Rewrite the records from the start through the line containing "point(209, 197)", swapping "queried with" for "searched for" and changing nothing else. Leave the pictures out of your answer.

BEGIN DATASET CONTENT

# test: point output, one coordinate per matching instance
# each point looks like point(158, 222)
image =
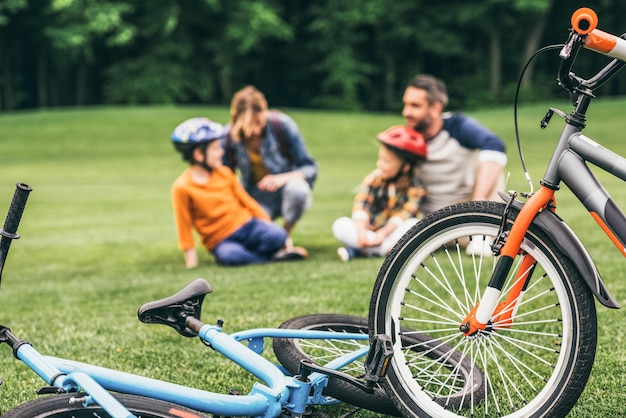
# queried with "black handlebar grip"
point(9, 231)
point(15, 211)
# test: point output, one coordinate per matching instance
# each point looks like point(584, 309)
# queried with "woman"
point(270, 154)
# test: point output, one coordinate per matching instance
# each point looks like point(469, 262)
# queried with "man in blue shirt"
point(465, 160)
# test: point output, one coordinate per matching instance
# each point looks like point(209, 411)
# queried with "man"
point(465, 160)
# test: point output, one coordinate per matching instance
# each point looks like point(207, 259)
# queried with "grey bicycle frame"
point(568, 166)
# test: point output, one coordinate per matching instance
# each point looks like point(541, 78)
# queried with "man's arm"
point(488, 174)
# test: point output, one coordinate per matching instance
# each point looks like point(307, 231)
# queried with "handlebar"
point(585, 34)
point(9, 231)
point(585, 23)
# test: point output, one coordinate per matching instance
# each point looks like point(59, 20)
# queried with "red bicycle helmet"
point(406, 141)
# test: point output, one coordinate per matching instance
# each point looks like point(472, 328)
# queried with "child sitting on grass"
point(388, 200)
point(209, 197)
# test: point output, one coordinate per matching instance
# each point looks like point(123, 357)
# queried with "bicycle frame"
point(264, 400)
point(567, 165)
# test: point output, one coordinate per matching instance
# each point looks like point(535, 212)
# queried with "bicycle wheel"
point(444, 361)
point(536, 366)
point(59, 406)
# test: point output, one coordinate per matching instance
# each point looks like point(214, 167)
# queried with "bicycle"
point(525, 313)
point(327, 358)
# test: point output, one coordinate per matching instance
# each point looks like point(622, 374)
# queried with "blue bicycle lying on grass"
point(325, 358)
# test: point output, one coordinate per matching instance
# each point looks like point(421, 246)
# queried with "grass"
point(98, 240)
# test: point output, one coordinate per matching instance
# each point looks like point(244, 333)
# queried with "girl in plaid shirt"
point(388, 200)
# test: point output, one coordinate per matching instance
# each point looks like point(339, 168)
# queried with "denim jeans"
point(255, 242)
point(289, 202)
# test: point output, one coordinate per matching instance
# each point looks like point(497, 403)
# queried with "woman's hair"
point(246, 106)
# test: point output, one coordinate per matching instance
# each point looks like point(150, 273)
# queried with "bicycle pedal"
point(49, 390)
point(377, 362)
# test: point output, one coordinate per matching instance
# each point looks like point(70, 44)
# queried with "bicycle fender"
point(573, 248)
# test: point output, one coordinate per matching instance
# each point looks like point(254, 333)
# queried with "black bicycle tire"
point(289, 352)
point(59, 406)
point(566, 384)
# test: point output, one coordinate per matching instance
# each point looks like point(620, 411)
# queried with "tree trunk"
point(81, 82)
point(532, 44)
point(496, 63)
point(390, 81)
point(42, 80)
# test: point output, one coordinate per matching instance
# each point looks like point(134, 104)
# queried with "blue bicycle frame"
point(264, 400)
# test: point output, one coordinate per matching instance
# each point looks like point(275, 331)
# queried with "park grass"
point(98, 240)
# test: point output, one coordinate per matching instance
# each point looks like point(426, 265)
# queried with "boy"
point(388, 200)
point(208, 197)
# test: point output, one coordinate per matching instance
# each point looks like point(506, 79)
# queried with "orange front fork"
point(482, 313)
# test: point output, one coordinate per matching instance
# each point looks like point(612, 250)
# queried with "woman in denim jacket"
point(268, 150)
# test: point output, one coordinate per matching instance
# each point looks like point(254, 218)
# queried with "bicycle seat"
point(174, 310)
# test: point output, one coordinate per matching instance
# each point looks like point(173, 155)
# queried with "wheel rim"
point(519, 363)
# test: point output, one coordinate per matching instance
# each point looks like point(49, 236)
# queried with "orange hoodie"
point(215, 209)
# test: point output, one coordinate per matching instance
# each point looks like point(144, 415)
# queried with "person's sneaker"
point(344, 254)
point(291, 254)
point(347, 254)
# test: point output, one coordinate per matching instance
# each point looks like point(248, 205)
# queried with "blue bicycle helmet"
point(195, 132)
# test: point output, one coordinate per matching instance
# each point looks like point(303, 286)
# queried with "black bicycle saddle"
point(174, 310)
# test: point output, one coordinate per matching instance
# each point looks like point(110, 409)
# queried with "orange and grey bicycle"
point(526, 314)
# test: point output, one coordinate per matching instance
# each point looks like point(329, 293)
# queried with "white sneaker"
point(344, 254)
point(479, 246)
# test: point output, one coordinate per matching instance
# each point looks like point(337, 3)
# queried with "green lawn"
point(98, 240)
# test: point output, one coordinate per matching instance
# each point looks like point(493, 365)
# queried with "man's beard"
point(423, 125)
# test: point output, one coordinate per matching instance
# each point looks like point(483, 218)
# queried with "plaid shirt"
point(383, 200)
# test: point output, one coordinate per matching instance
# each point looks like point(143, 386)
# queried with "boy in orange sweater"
point(209, 198)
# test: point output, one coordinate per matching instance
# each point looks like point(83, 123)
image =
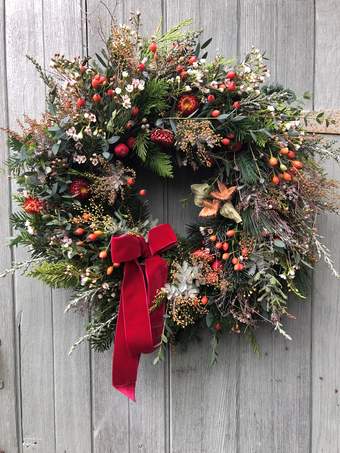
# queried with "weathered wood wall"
point(285, 401)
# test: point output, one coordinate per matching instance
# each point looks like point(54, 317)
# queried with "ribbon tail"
point(124, 364)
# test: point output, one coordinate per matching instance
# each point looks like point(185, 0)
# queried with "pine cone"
point(33, 205)
point(163, 137)
point(80, 189)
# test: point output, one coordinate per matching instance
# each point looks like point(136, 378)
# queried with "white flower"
point(79, 158)
point(126, 102)
point(135, 83)
point(29, 227)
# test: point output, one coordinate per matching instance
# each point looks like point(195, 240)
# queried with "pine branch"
point(161, 164)
point(57, 275)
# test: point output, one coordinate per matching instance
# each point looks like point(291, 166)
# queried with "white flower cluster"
point(185, 281)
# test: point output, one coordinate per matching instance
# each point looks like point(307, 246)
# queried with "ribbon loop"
point(138, 331)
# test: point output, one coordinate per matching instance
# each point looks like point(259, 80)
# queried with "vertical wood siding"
point(285, 401)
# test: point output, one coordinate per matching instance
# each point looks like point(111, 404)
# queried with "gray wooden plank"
point(203, 403)
point(276, 387)
point(63, 33)
point(33, 301)
point(9, 422)
point(326, 288)
point(148, 416)
point(110, 409)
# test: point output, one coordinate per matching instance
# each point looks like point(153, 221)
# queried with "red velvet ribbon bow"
point(138, 331)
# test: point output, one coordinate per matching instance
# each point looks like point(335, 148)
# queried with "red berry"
point(244, 251)
point(79, 231)
point(96, 98)
point(231, 86)
point(131, 141)
point(297, 164)
point(33, 205)
point(121, 150)
point(276, 180)
point(192, 59)
point(225, 141)
point(103, 254)
point(215, 113)
point(216, 265)
point(284, 151)
point(273, 161)
point(231, 75)
point(187, 104)
point(204, 300)
point(225, 246)
point(162, 137)
point(218, 326)
point(134, 111)
point(230, 233)
point(80, 189)
point(153, 47)
point(287, 176)
point(80, 103)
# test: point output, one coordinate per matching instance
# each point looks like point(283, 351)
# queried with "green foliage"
point(141, 146)
point(58, 275)
point(160, 163)
point(100, 334)
point(154, 98)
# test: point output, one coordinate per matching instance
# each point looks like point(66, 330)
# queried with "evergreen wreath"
point(159, 103)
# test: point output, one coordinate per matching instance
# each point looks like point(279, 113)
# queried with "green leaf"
point(141, 146)
point(55, 148)
point(113, 139)
point(206, 43)
point(279, 243)
point(161, 164)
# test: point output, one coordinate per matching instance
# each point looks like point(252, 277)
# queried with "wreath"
point(158, 103)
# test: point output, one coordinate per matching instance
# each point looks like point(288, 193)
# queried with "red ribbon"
point(138, 331)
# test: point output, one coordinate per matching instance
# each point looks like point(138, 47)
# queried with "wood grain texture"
point(285, 400)
point(315, 127)
point(63, 33)
point(24, 35)
point(276, 385)
point(110, 410)
point(326, 295)
point(149, 417)
point(9, 422)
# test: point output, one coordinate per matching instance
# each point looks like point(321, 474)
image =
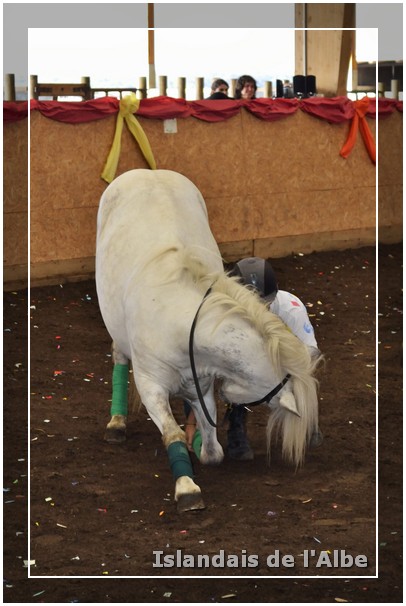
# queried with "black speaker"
point(299, 86)
point(311, 89)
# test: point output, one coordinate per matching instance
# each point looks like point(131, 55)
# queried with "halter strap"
point(192, 363)
point(266, 398)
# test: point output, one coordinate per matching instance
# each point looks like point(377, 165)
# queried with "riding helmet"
point(258, 273)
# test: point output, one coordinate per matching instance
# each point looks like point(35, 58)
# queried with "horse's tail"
point(294, 419)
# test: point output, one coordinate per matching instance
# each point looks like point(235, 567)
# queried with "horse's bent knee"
point(212, 456)
point(116, 429)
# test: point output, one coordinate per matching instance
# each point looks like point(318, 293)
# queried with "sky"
point(118, 57)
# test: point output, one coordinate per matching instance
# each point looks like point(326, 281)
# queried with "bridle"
point(265, 399)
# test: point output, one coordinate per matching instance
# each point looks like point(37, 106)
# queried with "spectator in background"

END DATASET CONTENT

» **COMPLETED TASK**
# test: point output, one coordinate per matching instance
# each point looks like point(158, 222)
image =
# searched for "black handlebar grip"
point(9, 231)
point(15, 211)
# test: point output, one coordinate per matching instance
# each point looks like point(584, 309)
# searched for "woman"
point(270, 154)
# test: point output, one coordinate per matching instance
# each point looks like point(469, 262)
# searched for "man in blue shirt"
point(465, 160)
# test: point output, one coordinate per matching instance
# each point looks like point(209, 411)
# searched for "man"
point(465, 160)
# test: point output, one coordinate per matching instance
# each point looks like point(207, 259)
# searched for "grey bicycle frame"
point(568, 166)
# test: point output, one coordinate per matching instance
# each point looks like point(541, 78)
# searched for "man's arm"
point(488, 174)
# test: point output, one coordinate per matching instance
# each point looks like point(307, 231)
# searched for "handlebar"
point(585, 34)
point(9, 231)
point(585, 23)
# test: point output, one coordinate per matching instance
# each point looks like point(59, 20)
# searched for "red bicycle helmet"
point(406, 141)
# test: point output, one coordinate per matching instance
# each point looks like point(472, 328)
# searched for "child sitting on grass"
point(388, 200)
point(209, 197)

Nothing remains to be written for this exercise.